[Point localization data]
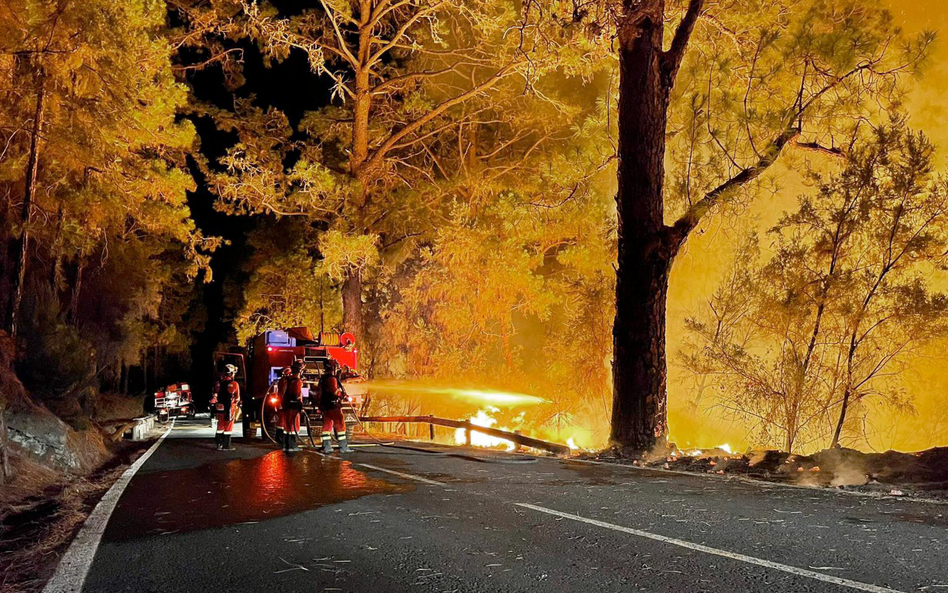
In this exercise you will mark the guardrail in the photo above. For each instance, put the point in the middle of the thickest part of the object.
(137, 429)
(468, 426)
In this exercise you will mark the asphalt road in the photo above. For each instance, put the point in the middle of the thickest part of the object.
(384, 519)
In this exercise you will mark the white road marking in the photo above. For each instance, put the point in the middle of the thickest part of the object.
(71, 573)
(717, 552)
(402, 475)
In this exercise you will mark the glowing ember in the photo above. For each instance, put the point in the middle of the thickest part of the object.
(483, 418)
(478, 396)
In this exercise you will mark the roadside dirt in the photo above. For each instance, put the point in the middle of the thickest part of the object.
(35, 530)
(922, 474)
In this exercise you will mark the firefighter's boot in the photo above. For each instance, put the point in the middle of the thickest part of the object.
(327, 443)
(343, 443)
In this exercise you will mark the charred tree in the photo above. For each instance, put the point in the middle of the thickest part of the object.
(20, 251)
(646, 246)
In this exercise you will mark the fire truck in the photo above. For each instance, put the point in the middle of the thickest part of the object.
(259, 366)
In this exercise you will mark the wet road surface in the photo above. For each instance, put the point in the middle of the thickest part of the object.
(384, 519)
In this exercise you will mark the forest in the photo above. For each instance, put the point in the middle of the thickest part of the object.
(685, 221)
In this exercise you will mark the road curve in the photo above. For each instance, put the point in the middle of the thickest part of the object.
(385, 519)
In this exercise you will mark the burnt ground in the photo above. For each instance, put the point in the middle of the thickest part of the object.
(387, 519)
(920, 475)
(36, 529)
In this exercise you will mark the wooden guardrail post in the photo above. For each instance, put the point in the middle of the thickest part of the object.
(4, 448)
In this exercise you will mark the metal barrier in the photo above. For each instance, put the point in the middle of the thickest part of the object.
(468, 426)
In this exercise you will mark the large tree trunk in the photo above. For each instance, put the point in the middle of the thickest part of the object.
(20, 252)
(639, 418)
(352, 310)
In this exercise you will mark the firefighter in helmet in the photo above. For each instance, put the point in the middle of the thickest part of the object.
(331, 397)
(226, 401)
(290, 389)
(278, 390)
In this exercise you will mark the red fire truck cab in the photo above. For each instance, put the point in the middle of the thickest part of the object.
(266, 356)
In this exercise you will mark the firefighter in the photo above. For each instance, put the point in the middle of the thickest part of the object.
(331, 397)
(279, 389)
(226, 401)
(290, 389)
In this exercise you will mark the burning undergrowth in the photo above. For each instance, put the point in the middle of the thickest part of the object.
(510, 411)
(924, 473)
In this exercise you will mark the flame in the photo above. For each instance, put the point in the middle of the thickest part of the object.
(483, 418)
(489, 397)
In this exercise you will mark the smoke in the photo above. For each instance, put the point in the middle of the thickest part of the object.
(485, 397)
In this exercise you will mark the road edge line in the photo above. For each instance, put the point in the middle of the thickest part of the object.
(70, 575)
(802, 572)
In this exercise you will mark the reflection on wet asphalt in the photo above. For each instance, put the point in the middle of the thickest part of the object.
(227, 491)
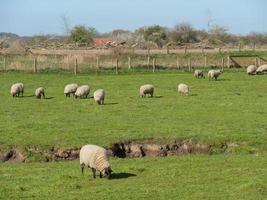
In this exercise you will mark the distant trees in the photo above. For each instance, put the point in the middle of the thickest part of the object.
(82, 34)
(183, 33)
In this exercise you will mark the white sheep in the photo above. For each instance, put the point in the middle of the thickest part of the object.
(261, 69)
(99, 96)
(251, 69)
(183, 89)
(17, 89)
(146, 89)
(39, 92)
(199, 73)
(214, 74)
(70, 89)
(82, 91)
(96, 158)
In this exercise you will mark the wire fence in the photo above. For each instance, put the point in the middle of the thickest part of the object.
(153, 62)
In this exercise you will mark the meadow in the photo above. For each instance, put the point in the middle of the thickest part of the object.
(232, 109)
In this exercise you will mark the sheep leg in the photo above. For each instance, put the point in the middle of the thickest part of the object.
(94, 171)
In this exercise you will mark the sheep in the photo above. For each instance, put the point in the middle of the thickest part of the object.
(70, 89)
(39, 92)
(199, 73)
(214, 74)
(183, 89)
(251, 69)
(261, 69)
(146, 89)
(82, 91)
(99, 96)
(96, 158)
(17, 89)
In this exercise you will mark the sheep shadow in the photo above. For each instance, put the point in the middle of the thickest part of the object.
(121, 175)
(114, 103)
(157, 97)
(193, 95)
(25, 96)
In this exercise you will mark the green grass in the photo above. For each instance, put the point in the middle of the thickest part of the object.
(231, 109)
(185, 177)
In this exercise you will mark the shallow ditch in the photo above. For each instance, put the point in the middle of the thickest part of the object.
(130, 149)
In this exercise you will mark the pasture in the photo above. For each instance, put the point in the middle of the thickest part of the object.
(232, 109)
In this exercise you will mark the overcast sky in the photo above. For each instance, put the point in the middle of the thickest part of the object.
(31, 17)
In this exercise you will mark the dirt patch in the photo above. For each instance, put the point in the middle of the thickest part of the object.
(12, 156)
(131, 149)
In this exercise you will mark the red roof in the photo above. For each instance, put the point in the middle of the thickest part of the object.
(101, 41)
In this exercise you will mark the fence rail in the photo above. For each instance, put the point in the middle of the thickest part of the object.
(152, 62)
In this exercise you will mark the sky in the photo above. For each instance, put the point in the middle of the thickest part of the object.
(34, 17)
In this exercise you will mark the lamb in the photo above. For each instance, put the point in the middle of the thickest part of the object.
(183, 89)
(70, 89)
(251, 69)
(39, 92)
(214, 74)
(261, 69)
(199, 73)
(96, 158)
(17, 89)
(82, 91)
(146, 89)
(99, 96)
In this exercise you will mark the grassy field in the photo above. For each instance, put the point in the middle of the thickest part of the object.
(232, 110)
(185, 177)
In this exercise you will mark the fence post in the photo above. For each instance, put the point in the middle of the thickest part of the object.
(75, 66)
(185, 50)
(228, 61)
(168, 50)
(129, 62)
(97, 62)
(177, 62)
(35, 64)
(5, 63)
(189, 63)
(222, 63)
(154, 64)
(148, 61)
(117, 65)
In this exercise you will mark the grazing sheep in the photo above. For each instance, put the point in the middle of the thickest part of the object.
(70, 89)
(183, 89)
(146, 89)
(17, 89)
(261, 69)
(199, 73)
(251, 69)
(214, 74)
(39, 92)
(99, 96)
(96, 158)
(82, 91)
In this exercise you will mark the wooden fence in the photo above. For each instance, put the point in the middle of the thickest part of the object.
(80, 63)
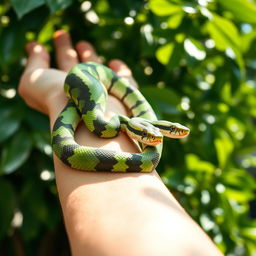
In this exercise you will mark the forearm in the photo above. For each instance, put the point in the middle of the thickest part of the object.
(122, 213)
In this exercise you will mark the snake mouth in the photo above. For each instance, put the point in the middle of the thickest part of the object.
(156, 142)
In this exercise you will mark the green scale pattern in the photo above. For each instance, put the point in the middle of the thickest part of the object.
(87, 86)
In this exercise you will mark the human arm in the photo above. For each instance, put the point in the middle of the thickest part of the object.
(108, 213)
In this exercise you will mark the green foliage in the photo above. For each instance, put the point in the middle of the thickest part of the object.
(195, 62)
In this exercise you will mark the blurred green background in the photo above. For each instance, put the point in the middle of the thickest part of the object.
(195, 62)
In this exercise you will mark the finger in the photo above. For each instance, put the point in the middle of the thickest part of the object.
(86, 52)
(66, 55)
(38, 57)
(122, 69)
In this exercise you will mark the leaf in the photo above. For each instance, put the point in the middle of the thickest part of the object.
(164, 7)
(165, 95)
(194, 48)
(15, 153)
(175, 20)
(224, 146)
(223, 32)
(11, 45)
(194, 163)
(226, 38)
(56, 5)
(7, 205)
(23, 7)
(10, 123)
(164, 53)
(243, 10)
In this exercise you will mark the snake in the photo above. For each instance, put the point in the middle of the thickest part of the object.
(87, 86)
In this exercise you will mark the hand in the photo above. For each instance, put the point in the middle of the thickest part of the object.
(40, 85)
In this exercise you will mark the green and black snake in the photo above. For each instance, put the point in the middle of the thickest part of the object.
(87, 86)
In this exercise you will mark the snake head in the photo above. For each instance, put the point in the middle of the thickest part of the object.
(141, 130)
(172, 130)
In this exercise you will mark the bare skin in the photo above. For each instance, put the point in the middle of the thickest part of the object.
(108, 214)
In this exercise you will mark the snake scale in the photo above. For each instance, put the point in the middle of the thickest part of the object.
(87, 86)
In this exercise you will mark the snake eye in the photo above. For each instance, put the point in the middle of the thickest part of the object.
(144, 133)
(172, 129)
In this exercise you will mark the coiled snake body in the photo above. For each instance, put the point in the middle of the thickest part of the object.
(87, 86)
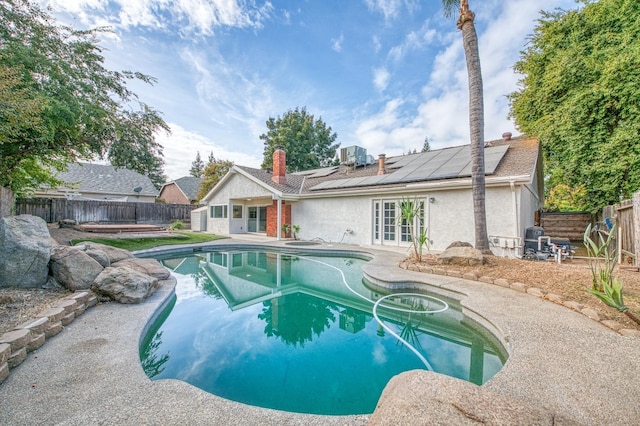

Exercise objective: Exactly the lines from the one holding "In this exercise you will mark the snake scale" through the last line of the entries, both included, are to be duplicated; leave the pictures out.

Problem solution:
In this exercise you will mark the snake scale in the photo above. For each instance, put the point in the middle of the thickest part of the object.
(87, 86)
In this exercise you will mark the snake eye in the photo above. For each instance, put the point in the middle of the thickest part of the object.
(144, 133)
(172, 129)
In this exercise you will mark the coiled snake body in the photo above. For each instance, put the point in the middle of the thickest part of the object.
(87, 86)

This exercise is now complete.